Exercise directions:
Pick out each line in these entries that contains the string "sedan".

BEGIN Supplied data

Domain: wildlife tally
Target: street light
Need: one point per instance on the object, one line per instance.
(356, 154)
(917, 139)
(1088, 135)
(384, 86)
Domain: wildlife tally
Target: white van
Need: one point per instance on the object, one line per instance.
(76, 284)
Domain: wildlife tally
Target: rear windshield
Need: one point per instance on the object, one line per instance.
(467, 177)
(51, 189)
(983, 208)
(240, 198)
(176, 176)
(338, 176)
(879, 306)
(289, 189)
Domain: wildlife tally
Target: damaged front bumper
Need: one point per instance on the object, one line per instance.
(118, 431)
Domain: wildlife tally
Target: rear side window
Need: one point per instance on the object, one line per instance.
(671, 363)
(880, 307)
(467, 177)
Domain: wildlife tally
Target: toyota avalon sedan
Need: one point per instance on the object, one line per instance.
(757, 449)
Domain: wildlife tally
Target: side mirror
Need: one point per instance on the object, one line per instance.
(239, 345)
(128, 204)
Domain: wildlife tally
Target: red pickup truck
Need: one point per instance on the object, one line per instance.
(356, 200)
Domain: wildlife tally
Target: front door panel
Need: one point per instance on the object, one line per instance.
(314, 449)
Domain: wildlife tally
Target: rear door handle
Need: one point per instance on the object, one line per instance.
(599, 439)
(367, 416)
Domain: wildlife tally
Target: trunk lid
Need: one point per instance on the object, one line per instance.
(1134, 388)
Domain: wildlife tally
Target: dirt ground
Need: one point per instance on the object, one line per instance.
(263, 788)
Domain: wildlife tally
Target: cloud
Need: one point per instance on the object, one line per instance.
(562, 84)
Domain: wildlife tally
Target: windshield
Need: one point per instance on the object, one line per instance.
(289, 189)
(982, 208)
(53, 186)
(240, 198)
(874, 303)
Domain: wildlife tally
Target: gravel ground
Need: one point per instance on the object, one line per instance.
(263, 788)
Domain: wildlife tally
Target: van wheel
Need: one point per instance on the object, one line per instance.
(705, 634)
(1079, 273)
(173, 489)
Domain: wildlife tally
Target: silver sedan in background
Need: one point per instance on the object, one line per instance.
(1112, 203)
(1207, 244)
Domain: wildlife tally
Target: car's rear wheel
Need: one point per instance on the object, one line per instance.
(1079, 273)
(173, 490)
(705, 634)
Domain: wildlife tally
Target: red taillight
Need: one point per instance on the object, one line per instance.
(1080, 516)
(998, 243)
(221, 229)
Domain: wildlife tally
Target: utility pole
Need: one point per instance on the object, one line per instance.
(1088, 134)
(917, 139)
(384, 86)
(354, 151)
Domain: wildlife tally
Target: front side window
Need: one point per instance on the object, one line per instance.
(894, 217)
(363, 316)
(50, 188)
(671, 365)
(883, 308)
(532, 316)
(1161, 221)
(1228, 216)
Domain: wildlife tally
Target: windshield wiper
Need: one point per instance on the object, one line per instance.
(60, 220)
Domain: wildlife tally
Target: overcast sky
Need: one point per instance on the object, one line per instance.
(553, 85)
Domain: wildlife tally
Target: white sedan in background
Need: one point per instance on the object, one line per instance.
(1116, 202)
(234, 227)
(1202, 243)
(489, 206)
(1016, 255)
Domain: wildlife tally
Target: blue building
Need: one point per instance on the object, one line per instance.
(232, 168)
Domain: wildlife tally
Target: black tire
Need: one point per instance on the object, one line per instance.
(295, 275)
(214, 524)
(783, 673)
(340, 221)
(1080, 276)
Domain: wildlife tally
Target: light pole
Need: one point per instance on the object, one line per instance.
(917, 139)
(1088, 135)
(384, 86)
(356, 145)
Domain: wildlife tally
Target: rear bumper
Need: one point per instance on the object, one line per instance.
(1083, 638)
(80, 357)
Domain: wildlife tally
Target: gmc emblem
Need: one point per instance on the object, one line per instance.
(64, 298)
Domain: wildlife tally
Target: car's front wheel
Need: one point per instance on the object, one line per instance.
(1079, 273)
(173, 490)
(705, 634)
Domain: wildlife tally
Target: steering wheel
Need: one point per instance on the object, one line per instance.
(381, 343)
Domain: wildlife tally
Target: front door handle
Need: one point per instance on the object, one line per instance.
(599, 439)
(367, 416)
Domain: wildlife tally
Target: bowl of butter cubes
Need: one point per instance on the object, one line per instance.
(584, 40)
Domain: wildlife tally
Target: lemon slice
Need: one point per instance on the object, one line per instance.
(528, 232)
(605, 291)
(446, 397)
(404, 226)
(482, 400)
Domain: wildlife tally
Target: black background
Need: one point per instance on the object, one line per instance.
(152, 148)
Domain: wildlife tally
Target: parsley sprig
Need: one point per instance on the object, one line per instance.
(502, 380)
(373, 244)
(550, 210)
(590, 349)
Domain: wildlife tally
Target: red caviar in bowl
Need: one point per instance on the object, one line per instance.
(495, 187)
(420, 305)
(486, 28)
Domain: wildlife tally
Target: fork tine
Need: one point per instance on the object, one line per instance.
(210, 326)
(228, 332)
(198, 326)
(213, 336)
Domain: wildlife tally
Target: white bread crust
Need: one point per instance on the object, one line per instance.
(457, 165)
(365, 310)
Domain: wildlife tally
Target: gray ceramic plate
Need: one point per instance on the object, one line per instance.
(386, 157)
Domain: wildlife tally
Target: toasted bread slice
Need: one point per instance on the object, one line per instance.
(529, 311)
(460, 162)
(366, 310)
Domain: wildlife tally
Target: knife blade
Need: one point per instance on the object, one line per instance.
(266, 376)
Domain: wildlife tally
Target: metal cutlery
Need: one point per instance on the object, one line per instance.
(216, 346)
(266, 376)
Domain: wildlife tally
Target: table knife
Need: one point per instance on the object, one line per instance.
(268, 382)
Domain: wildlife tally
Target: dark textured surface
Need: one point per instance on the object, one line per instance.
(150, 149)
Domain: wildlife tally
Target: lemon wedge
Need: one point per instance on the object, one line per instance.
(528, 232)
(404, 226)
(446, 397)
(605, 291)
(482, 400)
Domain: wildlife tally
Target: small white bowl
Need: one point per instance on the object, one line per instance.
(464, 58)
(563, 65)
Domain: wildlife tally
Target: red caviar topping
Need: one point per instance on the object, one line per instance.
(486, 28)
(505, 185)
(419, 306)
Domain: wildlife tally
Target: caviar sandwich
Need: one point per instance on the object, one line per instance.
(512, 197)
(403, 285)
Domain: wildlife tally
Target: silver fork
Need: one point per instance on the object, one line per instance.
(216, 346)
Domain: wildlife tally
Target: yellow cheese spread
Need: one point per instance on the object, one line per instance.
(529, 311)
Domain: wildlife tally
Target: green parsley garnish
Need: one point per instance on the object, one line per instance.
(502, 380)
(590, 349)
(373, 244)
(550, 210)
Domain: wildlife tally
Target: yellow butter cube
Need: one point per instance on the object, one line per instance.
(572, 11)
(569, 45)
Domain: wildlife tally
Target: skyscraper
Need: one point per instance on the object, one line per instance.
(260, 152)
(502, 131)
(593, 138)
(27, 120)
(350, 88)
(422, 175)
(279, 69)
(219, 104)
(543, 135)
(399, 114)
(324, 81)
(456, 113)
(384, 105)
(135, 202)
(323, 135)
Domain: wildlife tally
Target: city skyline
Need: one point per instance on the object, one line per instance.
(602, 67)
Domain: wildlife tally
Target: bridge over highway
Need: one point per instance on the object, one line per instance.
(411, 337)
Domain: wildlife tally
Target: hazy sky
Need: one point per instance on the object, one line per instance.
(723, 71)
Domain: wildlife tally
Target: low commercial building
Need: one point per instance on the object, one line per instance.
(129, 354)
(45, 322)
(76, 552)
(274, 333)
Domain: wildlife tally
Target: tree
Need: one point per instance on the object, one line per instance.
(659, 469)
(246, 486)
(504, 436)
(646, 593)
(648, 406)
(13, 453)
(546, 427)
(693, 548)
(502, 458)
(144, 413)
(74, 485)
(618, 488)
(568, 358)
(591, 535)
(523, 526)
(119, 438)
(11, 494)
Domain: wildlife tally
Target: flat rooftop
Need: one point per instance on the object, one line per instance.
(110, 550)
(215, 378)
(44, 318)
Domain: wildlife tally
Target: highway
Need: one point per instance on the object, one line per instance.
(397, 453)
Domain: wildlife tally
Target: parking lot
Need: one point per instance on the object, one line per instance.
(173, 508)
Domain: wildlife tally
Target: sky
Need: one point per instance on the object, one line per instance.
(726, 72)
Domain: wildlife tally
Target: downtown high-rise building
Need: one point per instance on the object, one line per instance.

END Supplied data

Solution to the problem:
Target: toyota avalon sedan
Target: silver sedan in background
Target: white sedan in background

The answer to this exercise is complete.